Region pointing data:
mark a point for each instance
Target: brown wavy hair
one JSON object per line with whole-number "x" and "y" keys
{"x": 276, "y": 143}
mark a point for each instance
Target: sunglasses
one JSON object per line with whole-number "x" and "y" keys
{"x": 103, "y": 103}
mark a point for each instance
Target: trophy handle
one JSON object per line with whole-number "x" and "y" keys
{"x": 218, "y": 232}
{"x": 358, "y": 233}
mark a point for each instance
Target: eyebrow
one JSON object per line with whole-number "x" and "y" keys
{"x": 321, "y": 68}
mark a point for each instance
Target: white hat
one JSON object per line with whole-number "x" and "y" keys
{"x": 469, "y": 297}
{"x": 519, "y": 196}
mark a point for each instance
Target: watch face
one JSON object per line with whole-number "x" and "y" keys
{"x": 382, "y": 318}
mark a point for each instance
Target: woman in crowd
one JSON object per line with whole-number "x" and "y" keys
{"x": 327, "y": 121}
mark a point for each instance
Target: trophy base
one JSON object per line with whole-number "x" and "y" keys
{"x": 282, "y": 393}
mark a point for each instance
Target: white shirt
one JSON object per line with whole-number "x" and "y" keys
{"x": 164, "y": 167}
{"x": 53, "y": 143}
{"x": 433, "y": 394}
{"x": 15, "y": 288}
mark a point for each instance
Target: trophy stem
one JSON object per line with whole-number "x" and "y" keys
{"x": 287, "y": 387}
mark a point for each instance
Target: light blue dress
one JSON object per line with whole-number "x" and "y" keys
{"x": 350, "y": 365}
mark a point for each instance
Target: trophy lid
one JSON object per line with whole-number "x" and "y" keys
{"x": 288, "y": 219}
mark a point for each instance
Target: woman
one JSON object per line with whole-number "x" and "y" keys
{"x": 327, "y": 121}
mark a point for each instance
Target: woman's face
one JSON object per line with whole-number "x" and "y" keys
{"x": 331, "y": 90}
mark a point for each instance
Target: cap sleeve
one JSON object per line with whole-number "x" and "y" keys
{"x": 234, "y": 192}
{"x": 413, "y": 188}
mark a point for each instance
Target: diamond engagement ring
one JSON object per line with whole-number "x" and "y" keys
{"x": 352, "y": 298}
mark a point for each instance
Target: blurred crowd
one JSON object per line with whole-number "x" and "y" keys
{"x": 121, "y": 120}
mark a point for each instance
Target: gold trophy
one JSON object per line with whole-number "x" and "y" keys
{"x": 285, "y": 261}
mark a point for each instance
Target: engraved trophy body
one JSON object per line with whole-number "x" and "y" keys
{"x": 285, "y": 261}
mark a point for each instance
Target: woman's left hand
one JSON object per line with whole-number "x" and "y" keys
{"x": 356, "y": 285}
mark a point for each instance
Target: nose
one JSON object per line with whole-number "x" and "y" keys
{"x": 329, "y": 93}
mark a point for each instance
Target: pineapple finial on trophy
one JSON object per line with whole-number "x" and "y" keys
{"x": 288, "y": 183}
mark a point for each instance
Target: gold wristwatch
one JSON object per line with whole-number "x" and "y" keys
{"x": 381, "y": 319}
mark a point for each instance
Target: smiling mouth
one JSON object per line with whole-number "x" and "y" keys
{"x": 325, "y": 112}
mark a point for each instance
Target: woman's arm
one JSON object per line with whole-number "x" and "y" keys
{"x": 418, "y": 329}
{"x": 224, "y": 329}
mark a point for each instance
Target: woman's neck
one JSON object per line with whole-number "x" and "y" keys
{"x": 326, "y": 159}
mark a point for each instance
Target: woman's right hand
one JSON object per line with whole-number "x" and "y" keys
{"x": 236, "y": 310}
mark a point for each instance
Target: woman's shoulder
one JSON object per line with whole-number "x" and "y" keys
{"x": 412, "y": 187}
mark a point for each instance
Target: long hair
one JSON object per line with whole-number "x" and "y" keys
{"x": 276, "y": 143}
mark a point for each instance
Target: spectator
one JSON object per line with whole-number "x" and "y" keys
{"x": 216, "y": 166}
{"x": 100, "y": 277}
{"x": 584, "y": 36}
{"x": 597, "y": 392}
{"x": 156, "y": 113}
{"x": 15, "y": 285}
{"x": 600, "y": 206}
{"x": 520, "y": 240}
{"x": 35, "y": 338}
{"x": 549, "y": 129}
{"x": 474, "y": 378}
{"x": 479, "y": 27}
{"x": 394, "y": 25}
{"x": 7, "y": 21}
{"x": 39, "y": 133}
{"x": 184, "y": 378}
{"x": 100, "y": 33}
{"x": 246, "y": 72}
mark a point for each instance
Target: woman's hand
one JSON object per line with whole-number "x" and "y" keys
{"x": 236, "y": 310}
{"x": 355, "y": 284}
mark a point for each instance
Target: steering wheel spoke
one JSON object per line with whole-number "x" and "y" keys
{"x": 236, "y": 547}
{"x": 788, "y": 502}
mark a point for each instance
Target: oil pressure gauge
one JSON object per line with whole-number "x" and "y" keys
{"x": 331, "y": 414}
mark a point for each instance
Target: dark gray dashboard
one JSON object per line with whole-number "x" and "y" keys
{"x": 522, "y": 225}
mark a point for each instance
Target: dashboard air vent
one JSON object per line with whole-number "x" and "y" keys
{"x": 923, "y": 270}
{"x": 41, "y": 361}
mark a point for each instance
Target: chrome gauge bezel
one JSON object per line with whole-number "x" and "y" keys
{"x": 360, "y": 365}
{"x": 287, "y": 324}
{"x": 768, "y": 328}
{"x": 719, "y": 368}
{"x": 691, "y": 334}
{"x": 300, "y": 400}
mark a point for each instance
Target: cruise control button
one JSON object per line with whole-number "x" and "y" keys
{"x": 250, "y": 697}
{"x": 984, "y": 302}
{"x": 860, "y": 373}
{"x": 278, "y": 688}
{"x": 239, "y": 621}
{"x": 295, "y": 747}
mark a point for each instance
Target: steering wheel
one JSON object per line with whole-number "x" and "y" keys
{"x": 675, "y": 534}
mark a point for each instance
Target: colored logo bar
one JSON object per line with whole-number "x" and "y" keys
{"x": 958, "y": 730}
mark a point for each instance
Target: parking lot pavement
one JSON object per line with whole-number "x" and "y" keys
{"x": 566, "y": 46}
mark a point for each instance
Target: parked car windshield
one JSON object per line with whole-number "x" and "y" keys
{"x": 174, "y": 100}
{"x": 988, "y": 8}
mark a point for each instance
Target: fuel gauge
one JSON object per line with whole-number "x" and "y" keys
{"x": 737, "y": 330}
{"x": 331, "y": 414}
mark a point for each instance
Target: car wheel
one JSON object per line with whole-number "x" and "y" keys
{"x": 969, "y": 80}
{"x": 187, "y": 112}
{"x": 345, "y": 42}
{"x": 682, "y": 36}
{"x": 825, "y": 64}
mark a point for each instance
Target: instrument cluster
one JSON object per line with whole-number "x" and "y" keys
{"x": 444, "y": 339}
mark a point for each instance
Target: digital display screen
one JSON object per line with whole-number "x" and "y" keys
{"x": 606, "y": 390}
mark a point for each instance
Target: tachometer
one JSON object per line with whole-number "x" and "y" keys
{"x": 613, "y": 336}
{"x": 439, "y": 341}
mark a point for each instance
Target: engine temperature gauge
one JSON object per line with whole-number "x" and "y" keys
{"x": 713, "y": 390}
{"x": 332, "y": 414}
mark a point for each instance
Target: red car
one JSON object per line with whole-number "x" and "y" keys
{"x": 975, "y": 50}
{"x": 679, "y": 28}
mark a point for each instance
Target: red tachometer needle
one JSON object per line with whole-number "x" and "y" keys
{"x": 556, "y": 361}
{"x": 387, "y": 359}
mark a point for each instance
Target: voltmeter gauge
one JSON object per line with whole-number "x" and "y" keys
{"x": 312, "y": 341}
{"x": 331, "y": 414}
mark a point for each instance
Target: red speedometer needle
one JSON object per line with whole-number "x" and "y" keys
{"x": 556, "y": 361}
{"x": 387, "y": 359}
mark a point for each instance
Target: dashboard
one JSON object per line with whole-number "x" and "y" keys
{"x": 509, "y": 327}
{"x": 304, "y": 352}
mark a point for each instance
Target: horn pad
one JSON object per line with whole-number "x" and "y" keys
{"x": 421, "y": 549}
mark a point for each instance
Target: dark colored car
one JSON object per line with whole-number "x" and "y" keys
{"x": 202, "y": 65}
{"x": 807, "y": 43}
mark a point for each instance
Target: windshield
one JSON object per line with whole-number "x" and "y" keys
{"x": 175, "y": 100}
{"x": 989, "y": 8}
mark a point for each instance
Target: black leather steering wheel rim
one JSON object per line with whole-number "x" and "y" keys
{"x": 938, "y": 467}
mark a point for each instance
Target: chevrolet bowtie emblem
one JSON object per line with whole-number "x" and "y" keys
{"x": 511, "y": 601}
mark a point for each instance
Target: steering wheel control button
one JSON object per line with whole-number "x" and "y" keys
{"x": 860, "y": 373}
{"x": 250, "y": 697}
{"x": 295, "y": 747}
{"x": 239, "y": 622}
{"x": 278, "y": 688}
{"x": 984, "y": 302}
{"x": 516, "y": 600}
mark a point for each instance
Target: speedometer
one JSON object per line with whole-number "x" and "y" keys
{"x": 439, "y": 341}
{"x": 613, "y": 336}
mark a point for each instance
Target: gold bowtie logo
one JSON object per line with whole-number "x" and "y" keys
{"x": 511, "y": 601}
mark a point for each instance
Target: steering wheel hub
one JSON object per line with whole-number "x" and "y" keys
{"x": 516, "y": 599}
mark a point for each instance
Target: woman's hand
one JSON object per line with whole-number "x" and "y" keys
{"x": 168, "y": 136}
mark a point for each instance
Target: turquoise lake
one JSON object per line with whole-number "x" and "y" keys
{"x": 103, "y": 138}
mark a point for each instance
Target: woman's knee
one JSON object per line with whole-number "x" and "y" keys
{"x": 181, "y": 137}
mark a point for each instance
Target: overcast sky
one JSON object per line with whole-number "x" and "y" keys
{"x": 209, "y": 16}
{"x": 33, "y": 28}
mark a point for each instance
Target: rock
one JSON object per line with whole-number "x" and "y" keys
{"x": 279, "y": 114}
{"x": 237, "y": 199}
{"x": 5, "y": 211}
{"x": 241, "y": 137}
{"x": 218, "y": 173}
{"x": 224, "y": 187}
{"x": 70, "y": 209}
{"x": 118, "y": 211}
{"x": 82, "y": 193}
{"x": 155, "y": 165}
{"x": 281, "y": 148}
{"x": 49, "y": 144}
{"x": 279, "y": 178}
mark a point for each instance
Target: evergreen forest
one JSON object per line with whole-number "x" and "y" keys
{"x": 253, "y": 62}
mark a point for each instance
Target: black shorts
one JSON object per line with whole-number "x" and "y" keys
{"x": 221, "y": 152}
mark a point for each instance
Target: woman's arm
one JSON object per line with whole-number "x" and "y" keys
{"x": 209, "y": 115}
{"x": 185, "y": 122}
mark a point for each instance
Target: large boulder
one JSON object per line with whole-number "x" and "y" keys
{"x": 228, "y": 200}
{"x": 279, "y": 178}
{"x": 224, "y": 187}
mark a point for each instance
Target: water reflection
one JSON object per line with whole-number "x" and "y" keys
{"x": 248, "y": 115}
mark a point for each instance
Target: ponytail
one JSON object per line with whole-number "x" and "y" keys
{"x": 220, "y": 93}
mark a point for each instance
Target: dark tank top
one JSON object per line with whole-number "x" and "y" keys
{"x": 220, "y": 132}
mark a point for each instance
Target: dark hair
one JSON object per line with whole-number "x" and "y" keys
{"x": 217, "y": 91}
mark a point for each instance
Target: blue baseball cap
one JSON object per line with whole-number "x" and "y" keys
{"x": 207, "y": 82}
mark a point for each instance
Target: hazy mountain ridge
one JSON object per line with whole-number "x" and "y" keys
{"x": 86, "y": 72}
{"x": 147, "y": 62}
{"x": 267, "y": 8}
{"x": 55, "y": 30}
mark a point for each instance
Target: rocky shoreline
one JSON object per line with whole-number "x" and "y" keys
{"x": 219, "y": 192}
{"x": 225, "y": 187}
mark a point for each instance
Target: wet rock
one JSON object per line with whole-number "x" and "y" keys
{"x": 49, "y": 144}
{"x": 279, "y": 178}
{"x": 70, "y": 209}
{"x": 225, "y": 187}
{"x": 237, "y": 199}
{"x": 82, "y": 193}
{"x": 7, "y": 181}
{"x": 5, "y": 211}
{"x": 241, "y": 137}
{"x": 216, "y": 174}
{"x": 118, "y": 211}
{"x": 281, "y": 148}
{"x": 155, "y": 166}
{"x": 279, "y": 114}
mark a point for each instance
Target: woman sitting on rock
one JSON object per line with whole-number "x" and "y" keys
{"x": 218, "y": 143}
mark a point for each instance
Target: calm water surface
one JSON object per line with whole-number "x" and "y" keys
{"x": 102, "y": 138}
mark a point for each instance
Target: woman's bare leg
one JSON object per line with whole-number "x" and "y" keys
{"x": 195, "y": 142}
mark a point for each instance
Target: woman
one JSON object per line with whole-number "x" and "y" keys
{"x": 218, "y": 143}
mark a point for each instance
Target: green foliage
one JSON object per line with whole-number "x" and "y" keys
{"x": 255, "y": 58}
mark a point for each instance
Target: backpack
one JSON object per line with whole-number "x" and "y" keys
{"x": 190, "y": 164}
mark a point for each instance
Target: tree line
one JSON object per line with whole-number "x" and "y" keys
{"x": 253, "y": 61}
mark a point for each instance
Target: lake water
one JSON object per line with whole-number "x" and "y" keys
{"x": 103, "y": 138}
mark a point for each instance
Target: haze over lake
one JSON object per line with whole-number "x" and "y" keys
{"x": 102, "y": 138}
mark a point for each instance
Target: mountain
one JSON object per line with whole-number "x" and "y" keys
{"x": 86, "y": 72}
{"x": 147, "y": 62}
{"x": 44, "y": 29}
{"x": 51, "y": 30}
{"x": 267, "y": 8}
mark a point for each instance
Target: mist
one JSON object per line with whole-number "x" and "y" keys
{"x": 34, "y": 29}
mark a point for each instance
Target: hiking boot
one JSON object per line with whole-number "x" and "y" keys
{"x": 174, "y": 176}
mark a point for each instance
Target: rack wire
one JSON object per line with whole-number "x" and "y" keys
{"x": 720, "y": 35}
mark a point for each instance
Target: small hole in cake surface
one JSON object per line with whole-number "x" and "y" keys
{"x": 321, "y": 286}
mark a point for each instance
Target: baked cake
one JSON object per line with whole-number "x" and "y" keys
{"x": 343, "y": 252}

> What you are asked to do
What this exercise asks for is every line of the data above with the word "cake".

> Exercise output
Target: small hole in cake surface
Target: baked cake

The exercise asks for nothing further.